TEXT UNDER STUDY:
====

The decision


Upper Tribunal
(Immigration and Asylum Chamber) Appeal Number: AA/02503/2013

THE IMMIGRATION ACTS

Heard at Glasgow
Determination Promulgated
on 8 April 2013
On 11 April 2014


Before

UPPER TRIBUNAL JUDGE MACLEMAN

Between

IKECHUKWU ABBA ONYEANI
Appellant
and

THE SECRETARY OF STATE FOR THE HOME DEPARTMENT
Respondent


For the Appellant: Mr R Gibb of Quinn Martin & Langan, Solicitors
For the Respondent: Mr A Mullen, Senior Home Office Presenting Officer

No anonymity order requested or made


DETERMINATION AND REASONS

1) The appellant is a citizen of Nigeria, born on 27 July 1962. First-tier Tribunal Blair dismissed his appeal by determination promulgated on 8 January 2014. He appeals to the Upper Tribunal on the following grounds:
?

====

GIVEN DATA:
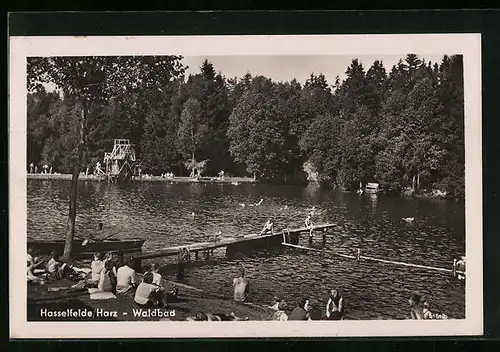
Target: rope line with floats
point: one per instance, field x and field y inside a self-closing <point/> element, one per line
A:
<point x="457" y="264"/>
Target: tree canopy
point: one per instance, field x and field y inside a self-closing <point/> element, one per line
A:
<point x="401" y="126"/>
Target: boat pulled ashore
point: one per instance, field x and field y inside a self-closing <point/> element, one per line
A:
<point x="86" y="248"/>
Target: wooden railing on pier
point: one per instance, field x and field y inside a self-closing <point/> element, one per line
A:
<point x="240" y="241"/>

====

WHAT TO DO:
Resume the Upper Tribunal immigration appeal determination from the point where it stops.

EXPECTED OUTPUT:
2 The appeal had been remitted to be reheard on all grounds other than asylum (it having been accepted that the previous First-tier Tribunal's previous findings on internal flight did not disclose any error of law). The appellant argued that his removal to Nigeria would breach ECHR Article 3 because of the risk that he would take his own life if returned to Nigeria. Following the Court of Appeal decision in Y&Z Sri Lanka [2009] EWCA(Civ) 362 it was argued that the appeal could succeed under this ground if the appellant could demonstrate that he had a subjective fear of persecution in Nigeria, even though, objectively speaking, any such risk could be avoided by internal relocation. However, it was also accepted that in order for the appeal to succeed on this basis the appellant would need to demonstrate that his account of previous ill-treatment in Nigeria was true.

3 The judge erred in law in reaching his negative findings as to credibility ? for the reasons set out below.

4 At paragraph 42 of the determination the judge states:

"The position of the appellant was that Kalu Opki wanted the land belonging to his father. His father was murdered and there was no explanation why given that the obstacle to achieving that was removed, this man took no steps to seize the land [pleader's emphasis]".

5 This is not correct. The appellant suggested some possible explanations for Kalu Opki's delay in seizing the land in response to Questions 98-99 of his asylum interview (Respondent's bundle at Y14) and in paragraph 13 of his first witness statement (Appellant's first bundle at 1/4).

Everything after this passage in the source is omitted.